## EXERCISE AIM
Reproduce the material in full, exactly as written.
┌─ RAW DATA
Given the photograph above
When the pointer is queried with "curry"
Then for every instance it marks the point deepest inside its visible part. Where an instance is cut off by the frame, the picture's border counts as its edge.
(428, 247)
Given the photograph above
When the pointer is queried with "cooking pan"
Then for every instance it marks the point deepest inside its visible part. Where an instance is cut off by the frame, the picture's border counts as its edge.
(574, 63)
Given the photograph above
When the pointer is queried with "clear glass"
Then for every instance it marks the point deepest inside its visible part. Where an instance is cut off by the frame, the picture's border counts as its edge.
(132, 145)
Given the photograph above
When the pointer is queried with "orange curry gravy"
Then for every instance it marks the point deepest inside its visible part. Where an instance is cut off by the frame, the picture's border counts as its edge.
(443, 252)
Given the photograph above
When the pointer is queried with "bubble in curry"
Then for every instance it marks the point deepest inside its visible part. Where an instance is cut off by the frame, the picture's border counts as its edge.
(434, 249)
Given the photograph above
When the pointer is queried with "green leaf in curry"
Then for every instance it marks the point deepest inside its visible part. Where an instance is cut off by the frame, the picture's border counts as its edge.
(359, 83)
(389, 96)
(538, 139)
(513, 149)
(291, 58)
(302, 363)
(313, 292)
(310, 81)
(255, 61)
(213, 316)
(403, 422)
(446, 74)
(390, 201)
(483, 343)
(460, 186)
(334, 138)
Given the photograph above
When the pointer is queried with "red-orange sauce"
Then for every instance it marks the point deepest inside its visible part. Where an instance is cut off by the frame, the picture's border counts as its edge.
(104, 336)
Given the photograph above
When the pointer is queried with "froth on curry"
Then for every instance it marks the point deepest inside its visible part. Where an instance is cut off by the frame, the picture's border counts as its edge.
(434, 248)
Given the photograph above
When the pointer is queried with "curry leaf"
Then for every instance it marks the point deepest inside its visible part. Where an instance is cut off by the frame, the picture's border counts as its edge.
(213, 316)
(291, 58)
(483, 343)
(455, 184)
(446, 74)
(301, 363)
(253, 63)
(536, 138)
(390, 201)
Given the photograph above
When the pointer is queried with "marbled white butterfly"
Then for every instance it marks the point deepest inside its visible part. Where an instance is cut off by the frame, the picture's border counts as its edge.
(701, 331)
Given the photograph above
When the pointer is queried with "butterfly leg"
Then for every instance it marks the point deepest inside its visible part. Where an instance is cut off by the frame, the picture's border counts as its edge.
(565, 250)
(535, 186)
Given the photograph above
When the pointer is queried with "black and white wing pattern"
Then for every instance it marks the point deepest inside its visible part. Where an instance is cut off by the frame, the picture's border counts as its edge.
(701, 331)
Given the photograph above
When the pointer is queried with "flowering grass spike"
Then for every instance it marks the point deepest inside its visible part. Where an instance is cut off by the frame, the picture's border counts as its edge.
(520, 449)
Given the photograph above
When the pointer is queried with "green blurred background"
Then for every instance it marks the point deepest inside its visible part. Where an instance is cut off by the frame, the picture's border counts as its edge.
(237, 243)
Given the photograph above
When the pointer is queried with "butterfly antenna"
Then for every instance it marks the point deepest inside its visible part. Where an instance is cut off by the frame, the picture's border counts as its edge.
└─
## WRITTEN SOLUTION
Given the photograph above
When the pointer is queried with "curry"
Then for every instance it marks the point deepest inside its visible part. Where an instance is cut off by the frame, the picture's border counts as its edge.
(428, 247)
Given the photograph above
When the pointer is queried with "cooking pan"
Then for every instance it marks the point deepest inside its visible part. Where an instance is cut off by the frame, the picture's border counts as its edge.
(574, 63)
Given the photograph above
When the pointer is queried with "clear glass"
Then for every instance it marks the point deepest inside its visible part. Where an instance is cut off by the frame, the picture's border counts as its edge.
(132, 145)
Given the photograph above
When the pointer is queried with "orange curry gravy"
Then for every instance it marks the point deepest inside its visible part. Where an instance is cut off by the frame, the picture's border counts as its edge.
(443, 252)
Given the photograph above
When the pointer is queried with "bubble in curry"
Then for every instance it marks the point deepest inside its visible part. Where an instance is cut off by the frame, the picture's border counts as its edge.
(434, 249)
Given the photograph above
When the pointer is queried with "green leaf in curry"
Then for every instance it marks the point deepest inside its visible part. Where an instance is cut off by the frame, the picture's border counts as its edge.
(359, 83)
(389, 96)
(538, 139)
(513, 149)
(291, 58)
(302, 363)
(313, 292)
(310, 81)
(255, 61)
(213, 316)
(403, 422)
(446, 74)
(390, 201)
(483, 343)
(460, 186)
(334, 138)
Given the photograph above
When the pointer is queried with "red-orange sauce"
Then for every instance it marks the point deepest inside its visible part. Where an instance is cut off by the frame, the picture's border counts as its edge.
(104, 336)
Given the photograph above
When the pointer is queried with "froth on curry"
Then for every instance it marks the point deepest inside its visible part. Where an instance is cut off by the frame, the picture's border counts as its edge.
(434, 248)
Given the photograph above
When the pointer is queried with "curry leaf"
Then for every instance it marks the point deepest inside its visible part. Where an instance is cut off by the frame, the picture's border counts as its edge.
(213, 316)
(291, 58)
(483, 343)
(455, 184)
(446, 74)
(301, 363)
(253, 63)
(536, 138)
(390, 201)
Given the photograph above
When the pointer is queried with "marbled white butterfly"
Then for every instance it marks the point deepest inside its visible part. Where an instance is cut off by the frame, the picture's border counts as its edge.
(701, 331)
Given the photograph above
When the pointer is queried with "butterfly leg"
Then for every instance it marks the point deepest inside its visible part. Where an instance is cut off by the frame, the picture's border counts as its edge.
(565, 250)
(535, 186)
Given the photograph above
When the pointer is queried with "black and white wing pattern"
Then for every instance it marks the point deepest inside its visible part. Where an instance is cut off by the frame, the picture's border counts as its edge.
(701, 331)
Given the photograph above
When the pointer is queried with "flowering grass spike"
Then for every instance it marks the point deepest inside its visible part. Where an instance is cut off by the frame, the picture's border counts as its edge.
(520, 449)
Given the photograph above
When the pointer is queried with "green blurred background"
Then for every instance it marks the point deepest inside its visible part. Where an instance is cut off by the frame, the picture's border counts as its edge.
(237, 243)
Given the photograph above
When the pointer is queried with "butterfly antenna"
Then for every instance it marks the point deepest inside its visible part. Where an instance is cut off by the frame, the picture's border counts as its edge.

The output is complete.